■ YOUR TASK ■
Each line of the listing must be transcribed exactly, except for the images, which should be excluded.

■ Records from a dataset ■
################

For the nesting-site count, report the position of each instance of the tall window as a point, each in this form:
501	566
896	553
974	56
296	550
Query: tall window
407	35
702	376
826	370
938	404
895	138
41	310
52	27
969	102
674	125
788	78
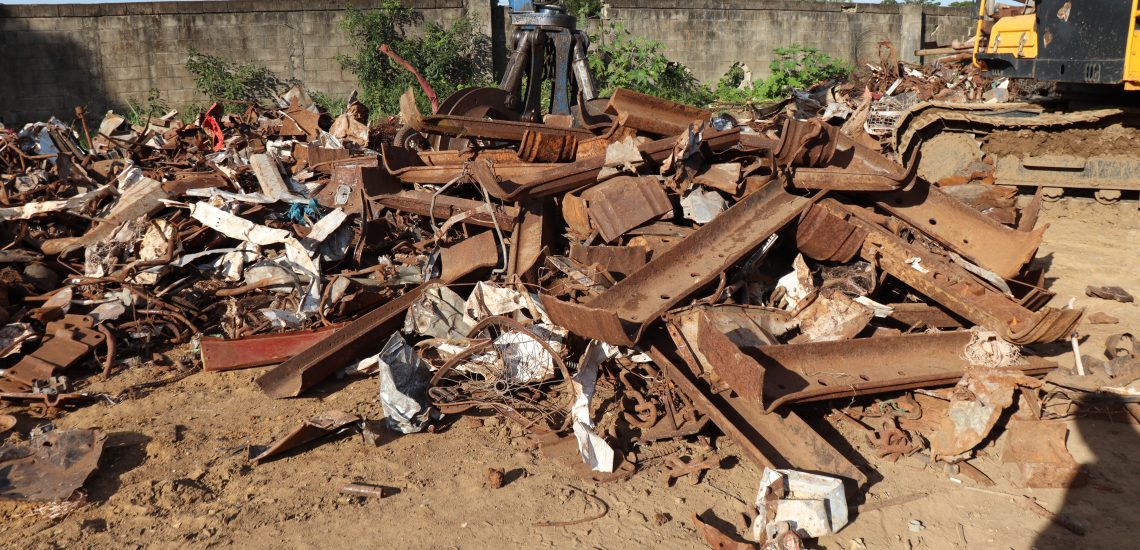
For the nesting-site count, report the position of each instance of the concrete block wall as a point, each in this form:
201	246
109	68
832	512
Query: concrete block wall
54	57
709	35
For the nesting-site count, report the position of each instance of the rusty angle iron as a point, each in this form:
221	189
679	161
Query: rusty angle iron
620	314
947	283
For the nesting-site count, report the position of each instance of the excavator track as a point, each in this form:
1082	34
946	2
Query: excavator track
1023	145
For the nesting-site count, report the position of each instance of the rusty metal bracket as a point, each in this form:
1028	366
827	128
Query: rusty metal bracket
621	313
771	441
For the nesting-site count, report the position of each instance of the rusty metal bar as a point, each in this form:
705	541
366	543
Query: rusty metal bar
771	441
219	354
653	114
620	314
966	231
352	342
950	284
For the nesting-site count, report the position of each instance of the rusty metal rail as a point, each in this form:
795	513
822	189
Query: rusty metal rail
620	314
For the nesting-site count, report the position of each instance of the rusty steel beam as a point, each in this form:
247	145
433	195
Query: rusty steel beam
772	441
219	354
621	313
963	229
653	114
950	284
420	202
355	341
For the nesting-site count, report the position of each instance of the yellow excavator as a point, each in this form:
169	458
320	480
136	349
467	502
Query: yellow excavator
1083	135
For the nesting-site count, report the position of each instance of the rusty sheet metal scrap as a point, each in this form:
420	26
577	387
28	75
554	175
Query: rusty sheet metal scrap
968	232
945	282
772	441
621	313
51	466
773	375
219	354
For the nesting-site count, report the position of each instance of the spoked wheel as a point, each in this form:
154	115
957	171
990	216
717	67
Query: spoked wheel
511	370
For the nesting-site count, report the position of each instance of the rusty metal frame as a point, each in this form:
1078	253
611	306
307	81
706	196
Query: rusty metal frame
621	313
966	231
771	441
950	284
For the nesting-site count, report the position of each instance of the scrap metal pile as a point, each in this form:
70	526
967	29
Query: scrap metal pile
689	271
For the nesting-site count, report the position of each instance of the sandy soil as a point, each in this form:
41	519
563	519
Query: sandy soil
176	470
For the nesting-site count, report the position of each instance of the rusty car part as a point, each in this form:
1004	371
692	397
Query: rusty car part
352	342
779	374
311	429
51	466
950	284
619	204
469	256
68	340
420	202
653	114
621	313
546	147
966	231
219	354
771	441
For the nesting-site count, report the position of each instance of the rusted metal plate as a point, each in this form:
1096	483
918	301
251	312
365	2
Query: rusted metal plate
625	202
922	315
352	342
966	231
953	286
779	374
773	441
469	256
620	314
653	114
219	354
51	466
445	207
615	259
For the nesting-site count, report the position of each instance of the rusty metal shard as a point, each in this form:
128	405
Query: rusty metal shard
953	286
625	202
219	354
778	374
966	231
620	314
358	339
315	428
771	441
653	114
51	466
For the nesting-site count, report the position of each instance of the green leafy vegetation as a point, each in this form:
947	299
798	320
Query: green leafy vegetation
449	57
218	78
584	9
623	59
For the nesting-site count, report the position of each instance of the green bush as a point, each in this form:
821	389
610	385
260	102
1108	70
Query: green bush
621	59
218	78
452	57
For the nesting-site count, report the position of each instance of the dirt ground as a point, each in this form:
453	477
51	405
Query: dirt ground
176	471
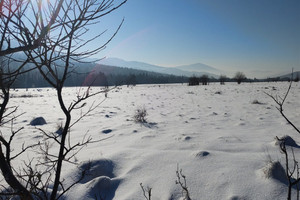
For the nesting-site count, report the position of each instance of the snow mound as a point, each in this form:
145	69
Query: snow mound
274	170
98	168
38	121
202	154
288	141
99	181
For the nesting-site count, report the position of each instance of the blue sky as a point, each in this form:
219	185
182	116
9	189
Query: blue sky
259	37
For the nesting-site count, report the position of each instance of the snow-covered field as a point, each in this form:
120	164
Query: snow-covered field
221	140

################

■ SOLUTION ■
For the nesting-site count, report the position of each instance of the tall window as a point, each in this form:
501	566
896	553
974	56
296	550
Query: tall window
407	35
702	376
826	370
938	404
895	138
41	310
52	27
969	102
674	125
788	78
For the nesting-site count, report the position of each instance of the concrete block wall as a point, each in this form:
201	246
109	68
832	512
Query: concrete block wall
54	57
709	35
For the nesting-site count, report the position of each instance of the rusty angle iron as a point, each in this form:
221	189
679	161
Query: rusty angle iron
620	314
947	283
For the nesting-site count, report the position of each instance of the excavator track as a point, each in this form:
1082	34
946	2
Query: excavator track
1023	145
For the nesting-site count, report the position of each instance of the rusty metal bracket as a point, each in this form:
1028	366
827	128
Query: rusty metal bracket
621	313
771	441
For the nesting-site count, report the position of each instance of the rusty metal bar as a point, each in this form:
705	541
366	543
Query: rusty metal bar
771	441
219	354
653	114
620	314
966	231
352	342
950	284
For the nesting-site count, report the position of each instance of the rusty metal rail as a point, each in this form:
795	513
822	189
Query: rusty metal rail
620	314
For the nesting-site count, report the position of each instance of the rusty steel beam as a point, each in this form:
247	145
433	195
Query: rusty steel beam
772	441
219	354
621	313
963	229
653	114
950	284
420	202
355	341
For the nesting-site count, report the position of each instance of the yellow excavator as a point, each in this form:
169	458
320	480
136	349
467	502
Query: yellow excavator
1083	135
For the nesting-site count, report the position of each instance of the rusty sheet metal scrap as a point, each in this form:
420	26
577	387
28	75
554	175
Query: rusty sheet metal scrap
968	232
945	282
772	441
621	313
51	466
773	375
219	354
For the nesting-site count, report the position of each instance of the spoked wheel as a point, each in this form:
154	115
957	171
990	216
717	67
Query: spoked wheel
511	370
For the nesting-site count, report the position of each instance of the rusty metal frame as a point, each in this form:
1078	253
611	306
307	81
706	196
Query: rusty metal frame
621	313
966	231
771	441
950	284
For the nesting-site count, report the position of each instance of the scrap metal pile as a point, each in this form:
70	526
967	29
Query: scrap metal pile
689	271
For the nesting-site count, report the position of each instance of the sandy soil as a point, each in this form:
41	519
563	519
Query: sandy soil
176	470
For the nesting-site count, report the position of each instance of the rusty car part as a point, each in this form:
1004	371
692	397
Query: rusty car part
352	342
779	374
311	429
51	466
950	284
619	204
469	256
68	340
420	202
653	114
621	313
546	147
966	231
219	354
771	441
For the nesting-site count, report the position of each instance of the rusted metal plate as a point, each in this form:
1096	483
918	301
251	312
365	2
Query: rusted metal plate
625	202
922	315
352	342
966	231
953	286
779	374
773	441
469	256
620	314
653	114
219	354
51	466
445	207
615	259
For the nesting-site count, report the position of each instance of the rusty metal shard as a point, each in this form:
128	405
Query: rusty metal shard
953	286
625	202
219	354
778	374
966	231
620	314
358	339
315	428
771	441
653	114
51	466
For the nesting-site count, report the position of each instance of the green leafy vegetation as a point, each in this form:
947	299
798	320
Query: green leafy vegetation
449	57
218	78
584	9
623	59
For the nesting-site count, report the position of each instance of the green bush as a point, each in this form:
821	389
610	385
260	102
1108	70
Query: green bush
621	59
218	78
452	57
For the nesting-site count, report the position of each instance of the dirt ground as a point, each in this form:
453	477
51	405
Query: dirt ground
176	471
For the nesting-site count, report the position of each instance of the snow mound as a point, each in this form:
145	69
Query: snow mound
274	170
98	168
38	121
202	154
288	141
99	181
For the nesting-site count, report the position of each instance of the blue sky as a point, each in this form:
219	185
182	116
9	189
Query: blue sky
259	37
For the nesting-site count, report the position of each instance of the snow-covered field as a point, each in this form:
120	164
Query: snow-covered field
221	140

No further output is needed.